— Start Extract —

One Kafka cluster limitation for Kafka Streams applications

1,615 views
Skip to first unread message

Anca Sarb

unread,
Apr 7, 2016, 8:50:18 AM4/7/16
to Confluent Platform
Hi all,

The developer guide for Kafka Streams (http://docs.confluent.io/2.1.0-alpha1/streams/developer-guide.html) states that there is currently a limitation in that a Kafka Streams application can only talk to a single Kafka cluster but also mentions that in the future, Kafka Streams will be able to support connection to different Kafka clusters for reading input streams and/or writing output streams. Is this feature going to be included in the 0.10.0 open source release, which is targeted for mid April?

Thank you for good work around Kafka Streams.

Anca

Guozhang Wang

unread,
Apr 7, 2016, 9:36:36 PM4/7/16
to Confluent Platform
Anca,

We do not have plans to include supporting multiple clusters in the first release of Kafka Streams in 0.10.0.0 yet.

Would you like to share your use case of stream processing across clusters for me to better understand the motivation of this feature request?

Guozhang

Anca Sarb

unread,
Apr 8, 2016, 4:20:23 AM4/8/16
to Confluent Platform
Hi Guozhang,

Thanks for your reply. 

Regarding our use case, we're trying to synchronize two internal systems(each with their own Kafka clusters) by consuming records published by our system on one Kafka cluster and publishing a consolidated message on the Kafka cluster of the downstream system.

Do you have any suggestions on how to best go about achieving this? If possible, we'd like to still make use of Kafka streams library, as it's quite neat! Or do you recommend using the KafkaProducer/KafkaConsumer API instead?

— End Extract —

→ **Work to be completed**
In the forum thread above, what current limitation of Kafka Streams applications does the cited developer guide describe?

— Start Record list —

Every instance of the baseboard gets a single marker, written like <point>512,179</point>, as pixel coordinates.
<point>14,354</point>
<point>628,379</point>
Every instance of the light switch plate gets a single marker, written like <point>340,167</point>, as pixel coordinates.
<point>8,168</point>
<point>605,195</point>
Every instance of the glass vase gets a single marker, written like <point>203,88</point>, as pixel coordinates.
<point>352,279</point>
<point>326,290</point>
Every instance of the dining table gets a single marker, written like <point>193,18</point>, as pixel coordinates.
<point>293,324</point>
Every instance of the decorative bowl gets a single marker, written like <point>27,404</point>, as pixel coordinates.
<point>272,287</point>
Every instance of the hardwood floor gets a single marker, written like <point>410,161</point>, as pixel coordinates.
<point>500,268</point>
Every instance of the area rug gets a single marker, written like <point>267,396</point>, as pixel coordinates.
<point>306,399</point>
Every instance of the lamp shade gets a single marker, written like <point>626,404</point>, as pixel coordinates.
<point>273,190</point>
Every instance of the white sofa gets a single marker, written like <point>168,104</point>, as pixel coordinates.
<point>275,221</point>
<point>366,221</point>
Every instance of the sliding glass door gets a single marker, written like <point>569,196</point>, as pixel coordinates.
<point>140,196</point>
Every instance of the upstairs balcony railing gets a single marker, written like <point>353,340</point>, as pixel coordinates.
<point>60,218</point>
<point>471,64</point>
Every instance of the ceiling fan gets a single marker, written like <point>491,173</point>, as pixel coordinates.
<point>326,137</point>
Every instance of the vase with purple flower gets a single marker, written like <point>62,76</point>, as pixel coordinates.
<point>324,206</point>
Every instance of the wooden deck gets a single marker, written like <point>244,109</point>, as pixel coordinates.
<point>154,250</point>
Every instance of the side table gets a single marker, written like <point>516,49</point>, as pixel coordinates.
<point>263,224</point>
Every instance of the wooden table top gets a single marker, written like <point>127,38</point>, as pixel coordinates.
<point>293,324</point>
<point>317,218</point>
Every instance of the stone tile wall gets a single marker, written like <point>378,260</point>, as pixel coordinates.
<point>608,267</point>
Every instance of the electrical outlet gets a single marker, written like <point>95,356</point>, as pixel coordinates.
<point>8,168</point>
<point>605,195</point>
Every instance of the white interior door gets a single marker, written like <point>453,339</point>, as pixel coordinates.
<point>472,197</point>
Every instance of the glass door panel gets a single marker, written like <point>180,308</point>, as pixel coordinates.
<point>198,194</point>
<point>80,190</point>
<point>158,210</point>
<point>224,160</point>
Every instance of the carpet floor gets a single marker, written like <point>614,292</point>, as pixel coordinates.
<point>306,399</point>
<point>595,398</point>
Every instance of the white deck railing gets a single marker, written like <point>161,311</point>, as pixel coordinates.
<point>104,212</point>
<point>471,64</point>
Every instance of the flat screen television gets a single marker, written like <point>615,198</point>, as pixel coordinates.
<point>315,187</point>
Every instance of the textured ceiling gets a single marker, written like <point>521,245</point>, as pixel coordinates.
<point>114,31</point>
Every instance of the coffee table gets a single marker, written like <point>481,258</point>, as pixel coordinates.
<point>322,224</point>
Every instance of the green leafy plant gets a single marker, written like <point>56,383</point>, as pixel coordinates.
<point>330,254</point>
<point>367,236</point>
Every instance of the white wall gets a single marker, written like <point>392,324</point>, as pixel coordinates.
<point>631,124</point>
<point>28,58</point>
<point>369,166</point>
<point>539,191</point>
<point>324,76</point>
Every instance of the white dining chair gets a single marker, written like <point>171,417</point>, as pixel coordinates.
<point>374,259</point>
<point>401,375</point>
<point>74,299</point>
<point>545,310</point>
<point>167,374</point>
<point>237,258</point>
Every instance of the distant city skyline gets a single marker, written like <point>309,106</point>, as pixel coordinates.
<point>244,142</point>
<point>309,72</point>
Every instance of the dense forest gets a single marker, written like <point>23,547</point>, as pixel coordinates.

— End Record list —

→ **Answer to this exercise**
A Kafka Streams application can only talk to a single Kafka cluster.